BEGIN DATA IN THIS EXERCISE

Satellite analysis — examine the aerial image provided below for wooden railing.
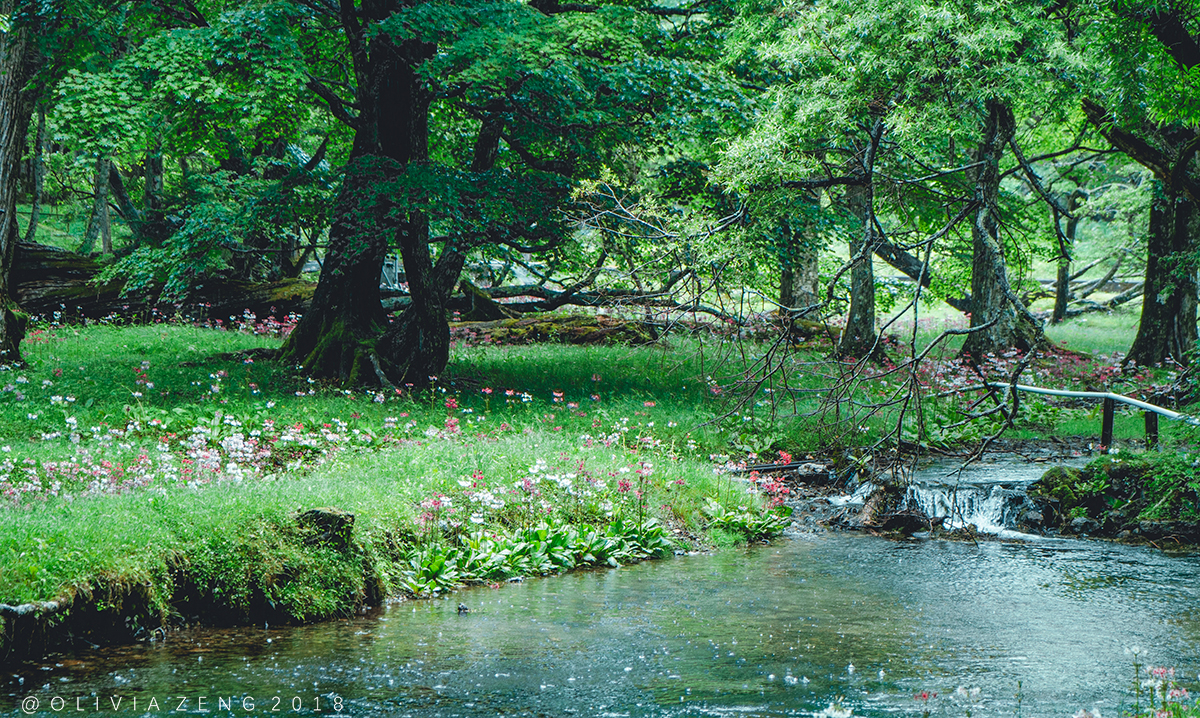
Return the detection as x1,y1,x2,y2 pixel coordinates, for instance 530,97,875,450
988,382,1200,447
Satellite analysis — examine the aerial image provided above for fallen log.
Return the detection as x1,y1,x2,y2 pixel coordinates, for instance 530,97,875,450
450,315,654,345
11,243,317,322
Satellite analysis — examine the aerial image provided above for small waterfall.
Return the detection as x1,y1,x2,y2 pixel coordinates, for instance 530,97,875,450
904,483,1031,533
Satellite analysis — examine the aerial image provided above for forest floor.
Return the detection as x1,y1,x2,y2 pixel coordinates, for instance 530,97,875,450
0,303,1176,656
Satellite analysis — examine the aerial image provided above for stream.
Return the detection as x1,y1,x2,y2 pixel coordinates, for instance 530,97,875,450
0,467,1200,717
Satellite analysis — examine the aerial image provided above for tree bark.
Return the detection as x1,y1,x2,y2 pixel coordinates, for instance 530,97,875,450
281,0,448,385
1126,186,1200,366
962,100,1038,363
78,157,112,255
1050,189,1085,324
25,106,46,243
779,220,821,319
0,0,42,364
838,184,878,358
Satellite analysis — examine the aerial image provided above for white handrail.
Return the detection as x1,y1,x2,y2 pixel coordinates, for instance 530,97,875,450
988,382,1200,426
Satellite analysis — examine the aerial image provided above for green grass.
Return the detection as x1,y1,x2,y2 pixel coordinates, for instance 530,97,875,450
0,316,1170,657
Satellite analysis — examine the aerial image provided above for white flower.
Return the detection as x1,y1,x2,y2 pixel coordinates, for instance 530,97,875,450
814,700,853,718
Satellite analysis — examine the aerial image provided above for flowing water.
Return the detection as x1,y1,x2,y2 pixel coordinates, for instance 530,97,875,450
7,463,1200,717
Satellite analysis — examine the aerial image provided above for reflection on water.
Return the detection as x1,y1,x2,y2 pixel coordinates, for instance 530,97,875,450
0,534,1200,717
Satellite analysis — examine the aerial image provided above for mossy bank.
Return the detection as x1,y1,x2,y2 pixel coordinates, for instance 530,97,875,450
0,431,786,662
1030,451,1200,549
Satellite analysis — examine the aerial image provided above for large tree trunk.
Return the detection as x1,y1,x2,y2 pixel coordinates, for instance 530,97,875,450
962,100,1039,363
280,156,394,384
0,0,41,364
1126,187,1200,366
838,184,878,358
78,157,110,255
25,106,46,243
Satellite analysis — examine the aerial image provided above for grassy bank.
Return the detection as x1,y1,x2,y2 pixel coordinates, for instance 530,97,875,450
0,317,1185,651
0,325,801,658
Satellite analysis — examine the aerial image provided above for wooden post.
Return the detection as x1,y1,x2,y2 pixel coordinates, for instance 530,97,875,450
1100,399,1117,449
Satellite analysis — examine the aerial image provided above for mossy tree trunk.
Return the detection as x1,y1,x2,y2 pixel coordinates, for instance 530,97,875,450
0,0,42,364
1126,187,1200,366
962,100,1038,363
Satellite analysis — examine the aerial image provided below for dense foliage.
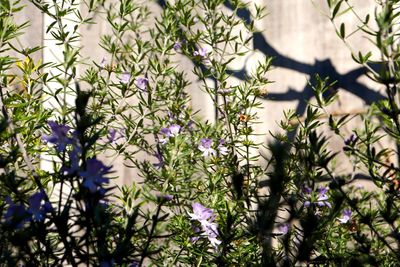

END DATA IN THIS EXERCISE

Convert every line of the listing above into a numbered list, omitting blank lines and excluding the pictures.

1. Satellite analysis — examine the aerial image provided below for wooden railing.
2. Return the detection as x1,y1,x2,y2 pixel coordinates, for instance 530,97,875,450
3. 988,382,1200,447
4. Satellite analysis — examine the aerial image provided above for fallen log.
5. Return the detection as x1,y1,x2,y2 pixel coordinates, for instance 530,97,875,450
6. 450,315,654,345
7. 11,243,317,322
8. Satellite analysis — examine the aerial image provided above for small waterfall.
9. Return the detection as x1,y1,x2,y2 pixel coordinates, for instance 530,97,875,450
10. 904,483,1031,533
11. Satellite analysis — examine the aerial image provided above for forest floor.
12. Return the detection as x1,y1,x2,y2 pixel coordinates, for instance 530,97,875,450
13. 0,303,1176,656
14. Satellite analysis — examine the aerial image provided above for stream.
15. Return the detection as x1,y1,x2,y2 pixel coordinates, for instance 530,97,875,450
16. 0,467,1200,717
17. Satellite analysis — examine the aerial image provided above for tree bark.
18. Return the detection as x1,y1,x2,y2 pixel coordinates, for instance 530,97,875,450
19. 281,0,448,385
20. 1126,186,1200,366
21. 962,100,1038,363
22. 78,157,112,255
23. 1050,189,1085,324
24. 25,106,46,243
25. 779,220,821,319
26. 0,0,42,364
27. 838,184,878,358
28. Satellite analysis — examine the aerial image provided above for white handrail.
29. Return the detection as x1,y1,x2,y2 pixel coordinates, for instance 530,97,875,450
30. 988,382,1200,426
31. Satellite analysis — examine the aerial image provided above for green grass.
32. Return the detection as x1,y1,x2,y2 pixel coordinates, for instance 530,97,875,450
33. 0,316,1170,657
34. Satellite analysis — examine the aerial image provided above for white flower.
35. Return the detection as x1,y1,x2,y2 pixel coordinates, for instance 530,97,875,450
36. 814,700,853,718
37. Satellite analysis — examine the aerial image provided above for flowing water.
38. Return the detection as x1,y1,x2,y2 pixel coordinates, for instance 530,97,875,450
39. 7,463,1200,717
40. Satellite analysis — examine the aerial image provided above for reflection on water.
41. Return the detection as x1,y1,x2,y2 pixel coordinates, for instance 530,97,875,450
42. 0,534,1200,717
43. Satellite analysis — examine the aerial image provided above for mossy bank.
44. Return the detection as x1,y1,x2,y2 pixel coordinates, for instance 530,97,875,450
45. 0,431,786,662
46. 1030,451,1200,549
47. Satellite analysis — examine the aerial image provided above for large tree trunk.
48. Return the detection as x1,y1,x2,y2 pixel coordinates, for instance 530,97,875,450
49. 962,100,1039,363
50. 280,156,394,384
51. 0,0,41,364
52. 1126,187,1200,366
53. 838,184,878,358
54. 78,157,110,255
55. 25,106,46,243
56. Satellite analysis — examine the aerial image provided above for grassy bank.
57. Return the detection as x1,y1,x2,y2 pixel coordinates, for instance 530,97,875,450
58. 0,317,1185,651
59. 0,325,801,658
60. Satellite analysis — examine the aerial image provided above for wooden post.
61. Return the detection as x1,y1,x2,y2 pixel coordinates, for instance 530,97,875,450
62. 1100,399,1117,449
63. Satellite analysis — examine the aerial image provided above for mossy tree trunk.
64. Return the detection as x1,y1,x2,y2 pixel coordinates, for instance 530,97,875,450
65. 0,0,42,364
66. 1126,187,1200,366
67. 962,100,1038,363
68. Satellite analysis — examine the aerial image provided below for dense foliage.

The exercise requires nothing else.